##### Source extract #####

Factory Farm “Manure Lagoons” Linked To Swine Flu Outbreak

by Spence Cooper on 29/04/09 at 8:18 am

Treating manure pits

Manure Pits

Mexico’s earliest confirmed case of swine flu was a five-year-old boy named Edgar Hernandez of La Gloria, Perote Municipality, Veracruz State, Mexico, also home of Granjas Carroll Farm, a subsidiary of Smithfield Foods, the world’s largest pork packer and hog producer; Granjas Carroll Farm raises 950,000 hogs per year.

Grist Magazine’s Tom Phillpot reports that the U.S. disease-tracking blog Biosurveillance published a timeline of the outbreak that included this April 6 entry:

Residents [of Perote] believed the outbreak had been caused by contamination from pig breeding farms located in the area. They believed that the farms, operated by Granjas Carroll, polluted the atmosphere and local water bodies, which in turn led to the disease outbreak. According to residents, the company denied responsibility for the outbreak and attributed the cases to “flu.” However, a municipal health official stated that preliminary investigations indicated that the disease vector was a type of fly that reproduces in pig waste and that the outbreak was linked to the pig farms. It was unclear whether health officials had identified a suspected pathogen responsible for this outbreak.

##### Data records #####

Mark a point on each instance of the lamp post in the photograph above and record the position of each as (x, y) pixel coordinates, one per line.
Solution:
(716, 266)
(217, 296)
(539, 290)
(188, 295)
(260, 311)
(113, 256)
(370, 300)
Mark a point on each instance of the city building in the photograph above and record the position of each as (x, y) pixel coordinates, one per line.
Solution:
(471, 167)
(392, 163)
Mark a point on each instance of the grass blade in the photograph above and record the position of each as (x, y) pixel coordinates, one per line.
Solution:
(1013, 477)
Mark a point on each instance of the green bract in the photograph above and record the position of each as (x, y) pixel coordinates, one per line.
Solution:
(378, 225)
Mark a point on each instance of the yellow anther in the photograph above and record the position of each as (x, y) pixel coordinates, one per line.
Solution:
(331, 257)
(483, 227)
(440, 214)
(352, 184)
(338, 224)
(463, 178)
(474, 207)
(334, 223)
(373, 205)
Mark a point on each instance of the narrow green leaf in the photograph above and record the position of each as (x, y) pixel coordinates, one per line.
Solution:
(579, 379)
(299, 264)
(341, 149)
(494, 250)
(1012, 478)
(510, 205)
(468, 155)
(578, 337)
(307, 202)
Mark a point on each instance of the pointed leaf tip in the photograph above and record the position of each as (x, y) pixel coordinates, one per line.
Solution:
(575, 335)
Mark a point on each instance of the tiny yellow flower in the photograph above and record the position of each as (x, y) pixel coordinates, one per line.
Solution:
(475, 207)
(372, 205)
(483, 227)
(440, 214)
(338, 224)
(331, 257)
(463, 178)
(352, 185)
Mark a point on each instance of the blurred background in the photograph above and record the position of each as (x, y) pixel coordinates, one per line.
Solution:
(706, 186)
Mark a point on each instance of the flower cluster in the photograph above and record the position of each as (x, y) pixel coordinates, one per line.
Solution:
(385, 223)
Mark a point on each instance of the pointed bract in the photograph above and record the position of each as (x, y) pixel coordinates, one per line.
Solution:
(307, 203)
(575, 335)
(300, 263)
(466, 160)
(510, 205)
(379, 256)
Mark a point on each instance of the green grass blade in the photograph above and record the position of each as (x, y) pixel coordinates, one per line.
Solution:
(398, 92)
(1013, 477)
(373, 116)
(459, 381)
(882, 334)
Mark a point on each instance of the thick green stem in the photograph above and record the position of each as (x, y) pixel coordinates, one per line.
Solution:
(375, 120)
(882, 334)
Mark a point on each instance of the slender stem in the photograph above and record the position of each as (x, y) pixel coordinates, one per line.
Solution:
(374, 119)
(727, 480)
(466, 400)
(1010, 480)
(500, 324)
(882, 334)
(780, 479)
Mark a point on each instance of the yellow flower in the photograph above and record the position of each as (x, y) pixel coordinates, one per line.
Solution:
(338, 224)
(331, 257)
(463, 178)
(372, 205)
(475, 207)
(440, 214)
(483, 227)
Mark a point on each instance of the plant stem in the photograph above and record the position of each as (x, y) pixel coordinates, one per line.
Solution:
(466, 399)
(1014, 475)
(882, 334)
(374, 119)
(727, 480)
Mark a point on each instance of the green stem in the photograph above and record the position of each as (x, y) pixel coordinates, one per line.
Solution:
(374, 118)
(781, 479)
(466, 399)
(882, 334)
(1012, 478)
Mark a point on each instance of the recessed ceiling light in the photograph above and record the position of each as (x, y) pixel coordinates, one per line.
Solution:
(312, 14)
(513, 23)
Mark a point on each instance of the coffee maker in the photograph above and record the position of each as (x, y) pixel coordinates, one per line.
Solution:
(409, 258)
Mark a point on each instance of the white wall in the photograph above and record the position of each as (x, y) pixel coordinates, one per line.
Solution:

#####

- [What you need to do]
1. In the article on manure lagoons and the swine flu outbreak, list the place names given for the home of Mexico's earliest confirmed swine flu case.
2. Write the next part of the article on manure lagoons and the swine flu outbreak, starting after its final sentence.

- [Outputs for the tasks]
1. La Gloria; Perote Municipality; Veracruz State; Mexico

2.
Phillpot reports the connection was also made by two Mexican papers: the Vera Cruz-based paper La Marcha, and the Mexico City daily La Jornada. Both newspapers report that the “Mexican health agency IMSS acknowledged the original carrier for the flu could be the ‘clouds of flies‘ that multiply in the Smithfield subsidiary’s manure lagoons“.

AP’s Olga Rodriguez reports that Edgar’s (the five-year-old boy) mother, Maria del Carmen Hernandez, complained that as early as “February, neighbors all around her were coming down with unusually strong flu symptoms — and the caseload kept growing. When state health workers came to investigate March 23, some 1,300 people sought their medical help. About 450 were diagnosed with acute respiratory infections and sent home with antibiotics and surgical masks.”

Confirmation that the boy was infected with H1N1, reports AP, wasn’t made until last week, when signs of the outbreak elsewhere prompted a second look at his sample.

According to AP’s reporter, “Jose Luis Martinez, a 34-year-old resident of the town, made the swine flu connection the minute he heard a description of the symptoms on the news: fever, coughing, joint aches, severe headache and, in some cases, vomiting and diarrhea.”

“When we saw it on the television, we said to ourselves, ‘This is what we had,’” he said Monday. “It all came from here. … The symptoms they are suffering are the same that we had here.”

Two infants died of pneumonia during the La Gloria outbreak. They were buried without testing. Juan Rodriguez died of pneumonia in February at age 7 months, and a 2-month-old boy, Yovanni Apolinar, died March.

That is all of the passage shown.